▶ **What you will do**:
Only lines that contain the word "rise" belong in the answer; copy them from the records below.

____

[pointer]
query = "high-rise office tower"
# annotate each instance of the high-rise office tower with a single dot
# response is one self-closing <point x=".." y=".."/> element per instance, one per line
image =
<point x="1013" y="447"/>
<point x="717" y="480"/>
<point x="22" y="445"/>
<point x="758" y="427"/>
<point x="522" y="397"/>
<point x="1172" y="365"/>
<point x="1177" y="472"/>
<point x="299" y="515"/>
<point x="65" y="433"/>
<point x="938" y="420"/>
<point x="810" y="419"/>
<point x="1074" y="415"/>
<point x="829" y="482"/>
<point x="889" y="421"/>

____

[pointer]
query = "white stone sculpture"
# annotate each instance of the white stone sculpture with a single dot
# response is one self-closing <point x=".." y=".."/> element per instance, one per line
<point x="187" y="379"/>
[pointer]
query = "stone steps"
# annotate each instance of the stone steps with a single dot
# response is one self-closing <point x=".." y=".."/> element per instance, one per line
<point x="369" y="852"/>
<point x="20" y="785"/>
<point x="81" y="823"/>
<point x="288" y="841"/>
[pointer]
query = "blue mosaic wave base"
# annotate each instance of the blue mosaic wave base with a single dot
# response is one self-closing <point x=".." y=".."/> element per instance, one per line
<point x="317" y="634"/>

____

▶ **Result**:
query = "high-rise office tower"
# annotate each instance of the high-rise office tower with a single dot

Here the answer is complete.